Task details >>
Nothing in the data should be altered when it is repeated in full.

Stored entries
····················
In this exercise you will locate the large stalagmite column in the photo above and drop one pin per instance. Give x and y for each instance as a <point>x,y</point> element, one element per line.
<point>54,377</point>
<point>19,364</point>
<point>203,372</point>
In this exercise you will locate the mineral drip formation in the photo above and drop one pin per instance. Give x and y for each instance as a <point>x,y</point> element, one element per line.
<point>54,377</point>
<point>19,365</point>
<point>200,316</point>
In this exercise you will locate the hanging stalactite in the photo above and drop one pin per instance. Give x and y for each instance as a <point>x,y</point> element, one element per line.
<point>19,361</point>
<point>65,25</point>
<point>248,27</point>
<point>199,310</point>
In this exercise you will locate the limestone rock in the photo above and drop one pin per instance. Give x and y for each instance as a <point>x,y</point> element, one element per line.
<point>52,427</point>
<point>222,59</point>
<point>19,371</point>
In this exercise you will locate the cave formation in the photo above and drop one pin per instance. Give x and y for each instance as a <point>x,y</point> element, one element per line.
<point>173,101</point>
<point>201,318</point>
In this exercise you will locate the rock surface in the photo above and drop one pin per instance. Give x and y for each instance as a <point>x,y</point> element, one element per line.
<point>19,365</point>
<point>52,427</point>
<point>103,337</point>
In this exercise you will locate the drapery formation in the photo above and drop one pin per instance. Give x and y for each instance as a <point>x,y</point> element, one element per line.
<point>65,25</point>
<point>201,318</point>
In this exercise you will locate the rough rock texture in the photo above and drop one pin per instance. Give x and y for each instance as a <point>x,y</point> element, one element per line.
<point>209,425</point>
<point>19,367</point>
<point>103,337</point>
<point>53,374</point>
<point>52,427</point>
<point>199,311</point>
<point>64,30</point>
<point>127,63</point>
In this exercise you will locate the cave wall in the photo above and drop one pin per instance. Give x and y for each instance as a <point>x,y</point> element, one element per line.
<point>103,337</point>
····················
Expected answer >>
In this exercise you will locate the large stalagmite column in the photo above and drop one pin per instance. Give x and y for each instance as a <point>x,y</point> element, one element per line.
<point>54,377</point>
<point>19,364</point>
<point>203,372</point>
In this exercise you will locate the mineral drip formation in the photo above and drop one pin per instance. Give x and y for each instance as a <point>x,y</point> element, one element per line.
<point>54,377</point>
<point>19,365</point>
<point>200,316</point>
In this exercise you will locate the hanging stalactite in the photo above and drop one pin per instance. Give x and y for each instance as a <point>x,y</point> element, one element per line.
<point>19,361</point>
<point>65,25</point>
<point>248,27</point>
<point>199,310</point>
In this exercise you will locate the limestone rock in the photo above and drop one pin per instance. Give x and y for each instance as a <point>x,y</point> element, one element per line.
<point>52,427</point>
<point>222,59</point>
<point>19,371</point>
In this exercise you will locate the cave formation in the photo above and drop one pin per instance. Give x and y for each instance as a <point>x,y</point> element, one element per line.
<point>173,101</point>
<point>201,318</point>
In this exercise you will locate the rock surface in the photo above and drop one pin per instance. Give x and y for each instance as a <point>x,y</point> element, one element per line.
<point>19,365</point>
<point>52,427</point>
<point>103,337</point>
In this exercise you will locate the drapery formation in the photo above and drop one pin per instance. Give x and y for each instance as a <point>x,y</point> element, one element per line.
<point>65,25</point>
<point>201,318</point>
In this exercise you will locate the rough rock texture in the photo above and drop one pin per instance. Give x and y for each instance as a <point>x,y</point> element, one element per line.
<point>209,425</point>
<point>19,367</point>
<point>103,337</point>
<point>53,374</point>
<point>52,427</point>
<point>199,311</point>
<point>64,30</point>
<point>127,63</point>
In this exercise you will locate the cave wall in the photo above and drop one pin per instance. Give x and y for each instance as a <point>x,y</point> element, one element per line.
<point>103,337</point>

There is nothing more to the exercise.